Top of Given records
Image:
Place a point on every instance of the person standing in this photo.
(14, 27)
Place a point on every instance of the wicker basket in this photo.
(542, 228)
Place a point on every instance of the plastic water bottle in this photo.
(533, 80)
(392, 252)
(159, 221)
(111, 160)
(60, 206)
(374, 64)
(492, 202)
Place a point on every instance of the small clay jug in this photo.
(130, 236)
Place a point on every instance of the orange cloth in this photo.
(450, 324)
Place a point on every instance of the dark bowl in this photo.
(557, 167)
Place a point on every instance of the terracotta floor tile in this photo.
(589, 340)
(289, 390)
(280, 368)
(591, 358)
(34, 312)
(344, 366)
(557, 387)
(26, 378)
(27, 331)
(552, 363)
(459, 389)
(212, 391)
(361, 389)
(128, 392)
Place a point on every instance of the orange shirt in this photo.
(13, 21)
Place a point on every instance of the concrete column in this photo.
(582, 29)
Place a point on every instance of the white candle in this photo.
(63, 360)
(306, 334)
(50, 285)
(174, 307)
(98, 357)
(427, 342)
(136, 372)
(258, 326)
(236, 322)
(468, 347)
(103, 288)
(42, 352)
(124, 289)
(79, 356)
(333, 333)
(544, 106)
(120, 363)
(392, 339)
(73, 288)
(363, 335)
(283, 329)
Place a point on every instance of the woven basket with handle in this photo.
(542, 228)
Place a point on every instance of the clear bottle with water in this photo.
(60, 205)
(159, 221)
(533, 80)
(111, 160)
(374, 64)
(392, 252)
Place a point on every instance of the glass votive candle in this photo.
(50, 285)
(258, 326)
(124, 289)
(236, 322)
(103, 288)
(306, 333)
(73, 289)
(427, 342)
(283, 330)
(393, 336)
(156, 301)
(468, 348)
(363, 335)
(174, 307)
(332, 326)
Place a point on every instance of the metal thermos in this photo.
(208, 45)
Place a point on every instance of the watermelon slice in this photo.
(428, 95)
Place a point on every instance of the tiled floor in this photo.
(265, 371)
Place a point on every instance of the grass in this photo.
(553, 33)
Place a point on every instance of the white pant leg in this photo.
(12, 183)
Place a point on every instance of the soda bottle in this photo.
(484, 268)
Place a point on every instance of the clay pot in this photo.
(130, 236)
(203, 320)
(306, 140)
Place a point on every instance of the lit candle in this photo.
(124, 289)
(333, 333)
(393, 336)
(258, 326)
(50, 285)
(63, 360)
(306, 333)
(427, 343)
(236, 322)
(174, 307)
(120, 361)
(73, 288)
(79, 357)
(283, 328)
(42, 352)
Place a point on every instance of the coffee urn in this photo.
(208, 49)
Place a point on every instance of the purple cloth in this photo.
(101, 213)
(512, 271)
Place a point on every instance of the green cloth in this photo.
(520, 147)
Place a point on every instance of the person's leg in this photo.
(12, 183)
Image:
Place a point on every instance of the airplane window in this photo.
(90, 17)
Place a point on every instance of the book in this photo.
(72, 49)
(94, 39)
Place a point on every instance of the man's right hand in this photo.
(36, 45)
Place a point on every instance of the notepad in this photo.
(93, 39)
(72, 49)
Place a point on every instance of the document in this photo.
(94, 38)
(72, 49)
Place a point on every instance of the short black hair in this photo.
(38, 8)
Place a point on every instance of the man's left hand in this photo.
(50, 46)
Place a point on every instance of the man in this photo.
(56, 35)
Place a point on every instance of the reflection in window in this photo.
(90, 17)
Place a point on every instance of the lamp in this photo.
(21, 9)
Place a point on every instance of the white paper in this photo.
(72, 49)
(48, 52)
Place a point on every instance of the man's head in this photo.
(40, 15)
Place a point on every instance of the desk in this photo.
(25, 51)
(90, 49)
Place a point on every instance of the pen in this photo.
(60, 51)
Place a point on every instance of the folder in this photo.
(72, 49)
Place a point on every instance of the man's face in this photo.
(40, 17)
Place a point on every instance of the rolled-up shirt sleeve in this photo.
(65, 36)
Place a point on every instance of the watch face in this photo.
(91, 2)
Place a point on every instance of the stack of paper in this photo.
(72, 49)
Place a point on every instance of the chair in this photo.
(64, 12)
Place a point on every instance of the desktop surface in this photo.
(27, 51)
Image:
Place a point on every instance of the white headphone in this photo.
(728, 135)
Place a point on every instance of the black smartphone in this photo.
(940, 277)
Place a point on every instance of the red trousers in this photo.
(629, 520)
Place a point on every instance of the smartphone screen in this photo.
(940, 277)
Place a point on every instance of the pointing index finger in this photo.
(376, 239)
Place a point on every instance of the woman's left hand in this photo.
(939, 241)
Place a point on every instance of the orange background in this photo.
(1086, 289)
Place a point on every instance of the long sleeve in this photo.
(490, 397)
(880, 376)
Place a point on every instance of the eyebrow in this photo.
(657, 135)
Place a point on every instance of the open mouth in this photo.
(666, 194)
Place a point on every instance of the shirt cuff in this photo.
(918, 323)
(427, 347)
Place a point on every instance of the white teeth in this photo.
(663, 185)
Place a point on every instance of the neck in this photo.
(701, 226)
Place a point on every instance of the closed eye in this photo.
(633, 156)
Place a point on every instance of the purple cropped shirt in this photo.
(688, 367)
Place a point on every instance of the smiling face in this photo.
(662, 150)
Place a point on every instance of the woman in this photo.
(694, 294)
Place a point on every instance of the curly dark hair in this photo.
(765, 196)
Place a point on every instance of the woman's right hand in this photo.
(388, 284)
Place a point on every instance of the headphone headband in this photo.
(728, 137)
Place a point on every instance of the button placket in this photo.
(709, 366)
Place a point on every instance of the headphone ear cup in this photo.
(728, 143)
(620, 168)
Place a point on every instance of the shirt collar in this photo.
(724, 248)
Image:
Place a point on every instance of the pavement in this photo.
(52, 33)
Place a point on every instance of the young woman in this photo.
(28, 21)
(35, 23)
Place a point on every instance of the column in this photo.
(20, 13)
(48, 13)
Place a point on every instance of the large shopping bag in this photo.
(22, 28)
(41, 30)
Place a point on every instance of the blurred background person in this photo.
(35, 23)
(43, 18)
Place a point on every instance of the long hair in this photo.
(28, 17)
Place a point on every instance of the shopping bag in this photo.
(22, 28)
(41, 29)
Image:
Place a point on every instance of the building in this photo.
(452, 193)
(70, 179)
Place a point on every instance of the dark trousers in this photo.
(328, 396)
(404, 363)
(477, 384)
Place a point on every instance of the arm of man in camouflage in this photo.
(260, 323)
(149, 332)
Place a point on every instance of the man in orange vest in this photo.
Bottom of Given records
• **Task to complete**: The whole listing above should be copied out exactly, line by line.

• **Exercise answer**:
Image:
Place a point on every instance of the person standing in this photo.
(14, 27)
Place a point on every instance of the wicker basket in this photo.
(542, 228)
Place a point on every instance of the plastic water bottle in this photo.
(533, 80)
(392, 252)
(159, 221)
(111, 160)
(60, 206)
(374, 64)
(492, 202)
Place a point on every instance of the small clay jug in this photo.
(130, 236)
Place a point on every instance of the orange cloth in this photo.
(450, 324)
Place a point on every instance of the dark bowl in this photo.
(557, 167)
Place a point on every instance of the terracotta floor tile in this photo.
(589, 340)
(289, 390)
(280, 368)
(591, 358)
(34, 312)
(344, 366)
(557, 387)
(26, 378)
(27, 331)
(552, 363)
(459, 389)
(212, 391)
(361, 389)
(128, 392)
Place a point on every instance of the orange shirt in this photo.
(13, 21)
Place a point on every instance of the concrete column in this photo.
(582, 29)
Place a point on every instance of the white candle in this photo.
(63, 360)
(306, 334)
(50, 285)
(174, 307)
(98, 357)
(427, 342)
(136, 372)
(258, 326)
(236, 322)
(468, 347)
(103, 288)
(42, 352)
(124, 289)
(79, 356)
(333, 333)
(544, 106)
(120, 363)
(392, 339)
(73, 288)
(363, 335)
(283, 329)
Place a point on every instance of the woven basket with handle in this photo.
(542, 228)
Place a point on every instance of the clear bottle with water in this photo.
(60, 205)
(159, 221)
(533, 80)
(111, 160)
(374, 64)
(392, 252)
Place a point on every instance of the glass votive candle in this photo.
(50, 285)
(258, 326)
(124, 289)
(236, 322)
(103, 288)
(306, 333)
(73, 289)
(427, 342)
(283, 330)
(393, 336)
(156, 301)
(468, 348)
(363, 335)
(174, 307)
(332, 326)
Place a point on every instance of the metal thermos in this photo.
(208, 45)
Place a point on every instance of the watermelon slice in this photo.
(428, 95)
Place a point on every instance of the tiled floor in this photo.
(265, 371)
Place a point on every instance of the grass in this photo.
(553, 33)
Place a point on every instance of the white pant leg in this photo.
(12, 183)
Place a point on every instance of the soda bottle in this photo.
(484, 268)
Place a point on every instance of the clay pot in this photo.
(130, 236)
(203, 320)
(306, 140)
Place a point on every instance of the lit candle in this photo.
(124, 289)
(333, 333)
(393, 336)
(258, 326)
(50, 285)
(63, 360)
(306, 333)
(427, 343)
(236, 322)
(174, 307)
(120, 361)
(73, 288)
(79, 357)
(283, 328)
(42, 352)
Place a point on every instance of the coffee urn in this photo.
(208, 49)
Place a point on every instance of the purple cloth in this photo.
(101, 213)
(512, 271)
Place a point on every instance of the green cloth in this photo.
(520, 147)
Place a point on every instance of the person's leg in this photo.
(12, 183)
Image:
Place a point on every instance of the airplane window in this photo.
(90, 17)
Place a point on every instance of the book in this photo.
(72, 49)
(94, 39)
Place a point on every instance of the man's right hand in this photo.
(36, 45)
Place a point on every instance of the notepad in this photo.
(93, 39)
(72, 49)
Place a point on every instance of the document in this photo.
(94, 38)
(72, 49)
Place a point on every instance of the short black hair in this photo.
(38, 8)
Place a point on every instance of the man's left hand in this photo.
(50, 46)
Place a point on every instance of the man in this photo.
(56, 35)
Place a point on every instance of the reflection in window in this photo.
(90, 17)
Place a point on every instance of the lamp in this photo.
(21, 9)
Place a point on every instance of the white paper in this photo.
(72, 49)
(48, 52)
Place a point on every instance of the man's head in this photo.
(40, 15)
Place a point on every instance of the desk in this photo.
(25, 51)
(90, 49)
Place a point on every instance of the pen in this photo.
(60, 51)
Place a point on every instance of the folder in this photo.
(72, 49)
Place a point on every instance of the man's face in this photo.
(40, 17)
Place a point on every instance of the rolled-up shirt sleeve in this photo.
(65, 36)
Place a point on every instance of the watch face in this photo.
(91, 2)
Place a point on every instance of the stack of paper in this photo.
(72, 49)
Place a point on every instance of the chair in this photo.
(64, 12)
Place a point on every instance of the desktop surface in this photo.
(27, 51)
Image:
Place a point on every instance of the white headphone in this photo.
(728, 135)
Place a point on every instance of the black smartphone in this photo.
(940, 277)
Place a point on every instance of the red trousers in this photo.
(629, 520)
Place a point on every instance of the smartphone screen in this photo.
(940, 277)
Place a point on every instance of the pointing index finger in this photo.
(376, 239)
Place a point on every instance of the woman's left hand in this photo.
(939, 241)
Place a point on every instance of the orange background in this photo.
(1086, 289)
Place a point on every instance of the long sleeve in this photo.
(490, 397)
(880, 376)
Place a point on every instance of the eyebrow in this photo.
(657, 135)
Place a point on every instance of the open mouth in this photo.
(666, 194)
Place a point on every instance of the shirt cuff in this photo.
(918, 323)
(427, 347)
Place a point on every instance of the white teeth in this photo.
(663, 185)
Place a point on every instance of the neck in this photo.
(701, 226)
Place a point on every instance of the closed eye in this photo.
(633, 156)
Place a point on every instance of the purple cropped shirt in this photo.
(688, 367)
Place a point on every instance of the smiling face in this photo.
(662, 150)
Place a point on every instance of the woman in this photo.
(694, 294)
Place a point on every instance of the curly dark hair in this photo.
(765, 196)
Place a point on every instance of the woman's right hand in this photo.
(388, 284)
Place a point on every instance of the headphone headband in this photo.
(728, 137)
Place a point on every instance of the button placket in this photo.
(709, 366)
Place a point on every instance of the headphone ear cup in this photo.
(728, 143)
(620, 168)
Place a point on every instance of the shirt collar in this photo.
(724, 248)
Image:
Place a point on every instance of the pavement in this photo.
(52, 33)
Place a point on every instance of the young woman in this photo.
(28, 21)
(35, 23)
Place a point on every instance of the column in this photo.
(20, 13)
(48, 13)
Place a point on every instance of the large shopping bag in this photo.
(22, 28)
(41, 30)
Place a point on every instance of the blurred background person in this photo.
(35, 23)
(43, 18)
Place a point on every instance of the long hair in this photo.
(28, 17)
Place a point on every instance of the shopping bag in this photo.
(22, 28)
(41, 29)
Image:
Place a point on every instance of the building in this photo.
(452, 193)
(70, 179)
Place a point on every instance of the dark trousers in this photo.
(328, 396)
(404, 363)
(477, 384)
Place a point on every instance of the arm of man in camouflage in this photo.
(260, 323)
(149, 332)
Place a point on every instance of the man in orange vest in this photo.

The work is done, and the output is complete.